__TO DO__
Word for word, restate every line of the material.

====================

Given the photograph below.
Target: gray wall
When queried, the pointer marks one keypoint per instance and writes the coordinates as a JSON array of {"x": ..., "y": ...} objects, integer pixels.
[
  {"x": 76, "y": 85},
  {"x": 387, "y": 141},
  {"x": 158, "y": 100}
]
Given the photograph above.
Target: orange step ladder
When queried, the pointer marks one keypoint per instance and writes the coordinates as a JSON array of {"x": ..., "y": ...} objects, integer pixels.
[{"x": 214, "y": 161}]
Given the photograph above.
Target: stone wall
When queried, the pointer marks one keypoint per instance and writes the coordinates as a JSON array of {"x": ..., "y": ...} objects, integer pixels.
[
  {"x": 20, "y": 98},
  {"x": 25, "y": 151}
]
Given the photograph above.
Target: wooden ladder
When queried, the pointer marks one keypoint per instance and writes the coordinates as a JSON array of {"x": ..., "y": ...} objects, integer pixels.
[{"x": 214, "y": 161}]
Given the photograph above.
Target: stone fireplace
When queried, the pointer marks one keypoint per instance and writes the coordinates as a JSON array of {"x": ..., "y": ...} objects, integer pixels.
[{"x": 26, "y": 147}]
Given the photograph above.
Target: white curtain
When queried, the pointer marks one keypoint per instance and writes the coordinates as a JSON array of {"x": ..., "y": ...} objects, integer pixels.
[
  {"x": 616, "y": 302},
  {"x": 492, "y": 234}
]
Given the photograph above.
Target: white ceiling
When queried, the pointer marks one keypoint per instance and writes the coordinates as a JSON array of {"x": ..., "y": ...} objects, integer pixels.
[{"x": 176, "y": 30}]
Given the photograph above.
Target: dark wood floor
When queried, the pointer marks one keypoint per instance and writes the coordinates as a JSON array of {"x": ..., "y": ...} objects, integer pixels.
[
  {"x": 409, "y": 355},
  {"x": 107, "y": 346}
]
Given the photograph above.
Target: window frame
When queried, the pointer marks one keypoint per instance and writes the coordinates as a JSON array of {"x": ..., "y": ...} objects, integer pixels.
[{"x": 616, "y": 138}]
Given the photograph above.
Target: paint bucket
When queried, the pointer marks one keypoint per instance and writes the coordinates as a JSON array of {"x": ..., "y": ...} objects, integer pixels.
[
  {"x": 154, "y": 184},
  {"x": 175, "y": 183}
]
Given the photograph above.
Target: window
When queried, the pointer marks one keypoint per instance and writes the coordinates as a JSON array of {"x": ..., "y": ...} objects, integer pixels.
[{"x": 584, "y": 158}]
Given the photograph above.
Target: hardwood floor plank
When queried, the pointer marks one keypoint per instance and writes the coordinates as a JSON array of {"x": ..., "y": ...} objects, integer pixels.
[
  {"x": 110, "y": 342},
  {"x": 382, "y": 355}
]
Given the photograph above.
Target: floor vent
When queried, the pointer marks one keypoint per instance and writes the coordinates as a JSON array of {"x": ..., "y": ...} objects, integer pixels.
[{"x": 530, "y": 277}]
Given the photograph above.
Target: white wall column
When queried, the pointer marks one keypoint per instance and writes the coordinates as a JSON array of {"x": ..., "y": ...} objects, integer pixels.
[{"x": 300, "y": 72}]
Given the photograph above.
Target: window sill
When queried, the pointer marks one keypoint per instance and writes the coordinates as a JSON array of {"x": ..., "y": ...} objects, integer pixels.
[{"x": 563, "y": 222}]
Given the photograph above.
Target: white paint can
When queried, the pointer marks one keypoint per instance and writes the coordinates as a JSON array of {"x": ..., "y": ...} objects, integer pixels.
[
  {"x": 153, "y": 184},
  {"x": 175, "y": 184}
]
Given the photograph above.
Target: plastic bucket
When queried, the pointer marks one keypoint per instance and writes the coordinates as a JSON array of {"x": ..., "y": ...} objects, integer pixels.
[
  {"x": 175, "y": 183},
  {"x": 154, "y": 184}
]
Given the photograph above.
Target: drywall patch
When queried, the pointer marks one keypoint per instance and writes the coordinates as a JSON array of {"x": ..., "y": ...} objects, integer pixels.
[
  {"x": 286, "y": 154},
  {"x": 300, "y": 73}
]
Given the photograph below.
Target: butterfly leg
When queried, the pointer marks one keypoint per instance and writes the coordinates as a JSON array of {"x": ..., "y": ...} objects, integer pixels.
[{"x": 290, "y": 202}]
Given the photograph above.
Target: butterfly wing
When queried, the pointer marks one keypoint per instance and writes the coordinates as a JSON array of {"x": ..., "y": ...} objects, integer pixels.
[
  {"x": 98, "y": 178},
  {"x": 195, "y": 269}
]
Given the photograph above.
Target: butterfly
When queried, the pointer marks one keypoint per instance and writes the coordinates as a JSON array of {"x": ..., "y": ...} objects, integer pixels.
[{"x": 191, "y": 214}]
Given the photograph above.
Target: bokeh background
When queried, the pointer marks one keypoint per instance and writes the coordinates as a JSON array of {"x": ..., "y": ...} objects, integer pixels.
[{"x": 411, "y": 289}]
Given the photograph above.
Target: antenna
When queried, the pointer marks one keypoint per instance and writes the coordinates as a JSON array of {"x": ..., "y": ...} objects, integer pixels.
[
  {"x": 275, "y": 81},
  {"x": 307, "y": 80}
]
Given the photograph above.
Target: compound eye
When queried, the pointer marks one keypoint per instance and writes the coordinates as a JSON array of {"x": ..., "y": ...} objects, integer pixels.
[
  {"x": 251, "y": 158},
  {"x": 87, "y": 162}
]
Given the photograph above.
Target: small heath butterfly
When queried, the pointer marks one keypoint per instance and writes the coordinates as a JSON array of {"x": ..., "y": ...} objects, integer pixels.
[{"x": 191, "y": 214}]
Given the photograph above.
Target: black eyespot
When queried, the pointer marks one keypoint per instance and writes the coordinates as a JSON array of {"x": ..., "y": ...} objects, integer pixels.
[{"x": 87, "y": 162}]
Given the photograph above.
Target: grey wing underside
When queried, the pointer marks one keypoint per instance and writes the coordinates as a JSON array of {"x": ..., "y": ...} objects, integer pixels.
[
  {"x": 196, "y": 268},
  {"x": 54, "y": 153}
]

====================

__REPLY TO THE EXERCISE__
Given the photograph below.
Target: gray wall
When queried, the pointer marks one keypoint per instance and writes the coordinates as a JSON array of {"x": ..., "y": ...} objects, integer pixels.
[
  {"x": 76, "y": 85},
  {"x": 387, "y": 141},
  {"x": 158, "y": 100}
]
Given the photograph above.
Target: orange step ladder
When queried, the pointer marks one keypoint per instance and writes the coordinates as a JSON array of {"x": ..., "y": ...} objects, integer pixels.
[{"x": 214, "y": 161}]
Given the photograph above.
Target: stone wall
When queried, the pointer marks one keypoint per instance and writes the coordinates as a JSON array of {"x": ..., "y": ...} objects, integer pixels.
[
  {"x": 20, "y": 98},
  {"x": 25, "y": 151}
]
Given the photograph above.
Target: wooden ladder
When queried, the pointer marks one keypoint per instance and writes the coordinates as a JSON array of {"x": ..., "y": ...} objects, integer pixels.
[{"x": 214, "y": 161}]
Given the photograph above.
Target: stone fireplace
When queried, the pointer marks one keypoint per instance and writes the coordinates as a JSON array of {"x": ..., "y": ...} objects, integer pixels.
[{"x": 26, "y": 147}]
Given the photograph above.
Target: white curtain
When queried, the pointer marks one keypoint per instance and writes the coordinates as a JSON array of {"x": ..., "y": ...} objects, integer pixels.
[
  {"x": 616, "y": 302},
  {"x": 492, "y": 234}
]
Given the photograph above.
Target: white ceiling
When queried, the pointer marks one keypoint per instance and writes the coordinates as a JSON array of {"x": ..., "y": ...} objects, integer pixels.
[{"x": 176, "y": 30}]
Given the photograph above.
Target: dark wood floor
When queried, the pointer marks one keypoint per instance and writes the coordinates as a JSON array of {"x": ..., "y": ...} objects, integer pixels.
[
  {"x": 409, "y": 355},
  {"x": 107, "y": 346}
]
Given the photograph above.
Target: window frame
When queried, the pointer marks one keypoint per instance and writes the coordinates as a JSON array of {"x": ..., "y": ...} objects, integer pixels.
[{"x": 616, "y": 138}]
Given the photograph above.
Target: paint bucket
When queried, the pointer marks one keypoint per instance and writes the coordinates as a JSON array of {"x": ..., "y": ...} objects, integer pixels.
[
  {"x": 154, "y": 184},
  {"x": 175, "y": 183}
]
Given the photograph above.
Target: window
When queried, the pointer marks one keypoint per instance and writes the coordinates as a JSON array of {"x": ..., "y": ...} objects, integer pixels.
[{"x": 584, "y": 158}]
Given the photograph above.
Target: hardwood floor plank
When queried, the pointer marks one keypoint per instance and writes the coordinates as a JSON array of {"x": ..., "y": ...} objects, integer pixels.
[
  {"x": 110, "y": 342},
  {"x": 382, "y": 355}
]
Given the photograph above.
Target: floor vent
When queried, the pointer marks one keypoint per instance and writes the coordinates as a JSON array of {"x": ..., "y": ...} objects, integer pixels.
[{"x": 530, "y": 277}]
Given the photograph above.
Target: white wall column
When queried, the pointer marks one keypoint per instance and writes the coordinates as a JSON array of {"x": ..., "y": ...} objects, integer pixels.
[{"x": 300, "y": 72}]
Given the photograph above.
Target: window sill
When queried, the pointer marks one keypoint per instance and writes the coordinates as a JSON array of {"x": ..., "y": ...} objects, integer pixels.
[{"x": 563, "y": 222}]
Given the photograph above.
Target: white paint can
When queried, the pointer marks one keypoint per instance and writes the coordinates as a JSON array of {"x": ..., "y": ...} objects, integer pixels.
[
  {"x": 153, "y": 184},
  {"x": 175, "y": 184}
]
Given the photograph above.
Target: plastic bucket
When queried, the pointer marks one keypoint per instance and writes the coordinates as a JSON array of {"x": ..., "y": ...} objects, integer pixels.
[
  {"x": 175, "y": 183},
  {"x": 154, "y": 184}
]
Given the photograph above.
Target: drywall patch
When queried, the pointer marks one keypoint per instance and writes the coordinates as a JSON array of {"x": ..., "y": ...} objects, integer pixels.
[
  {"x": 286, "y": 154},
  {"x": 300, "y": 73}
]
Given the photograph below.
Target: butterfly leg
When queried, the pointer marks one keypoint per instance and writes the coordinates as a JSON array of {"x": ..., "y": ...} objects, integer pixels.
[{"x": 290, "y": 202}]
Given the photograph above.
Target: butterfly wing
When queried, the pointer marks one keypoint per instance and writes the coordinates as a JSON array of {"x": ..., "y": ...} objects, integer pixels.
[
  {"x": 98, "y": 178},
  {"x": 195, "y": 269}
]
Given the photograph above.
Target: butterfly
When queried, the pointer marks one keypoint per instance and writes the coordinates as a JSON array of {"x": ..., "y": ...} objects, integer pixels.
[{"x": 191, "y": 214}]
Given the photograph above.
Target: bokeh background
When queried, the pointer marks one keypoint per instance and writes the coordinates as a JSON array of {"x": ..., "y": ...} objects, integer pixels.
[{"x": 411, "y": 289}]
Given the photograph above.
Target: antenna
When queried, the pointer marks one keypoint per instance and writes the coordinates as a JSON array of {"x": ..., "y": ...} objects, integer pixels.
[
  {"x": 275, "y": 81},
  {"x": 307, "y": 80}
]
Given the photograph above.
Target: compound eye
When queried, the pointer marks one keypoint per instance and writes the coordinates as a JSON array of {"x": ..., "y": ...} objects, integer pixels.
[
  {"x": 251, "y": 158},
  {"x": 87, "y": 162}
]
Given the photograph above.
Target: small heath butterfly
When queried, the pointer marks one keypoint per instance and writes the coordinates as a JSON array of {"x": ..., "y": ...} objects, integer pixels.
[{"x": 191, "y": 214}]
Given the photograph above.
Target: black eyespot
When queried, the pointer marks one keypoint per instance and writes the coordinates as a JSON array of {"x": ..., "y": ...} objects, integer pixels.
[{"x": 87, "y": 162}]
Given the photograph above.
Target: grey wing underside
When queried, the pointer marks one keypoint per instance and writes the coordinates as a JSON array of {"x": ..., "y": ...} objects, integer pixels.
[
  {"x": 196, "y": 268},
  {"x": 54, "y": 153}
]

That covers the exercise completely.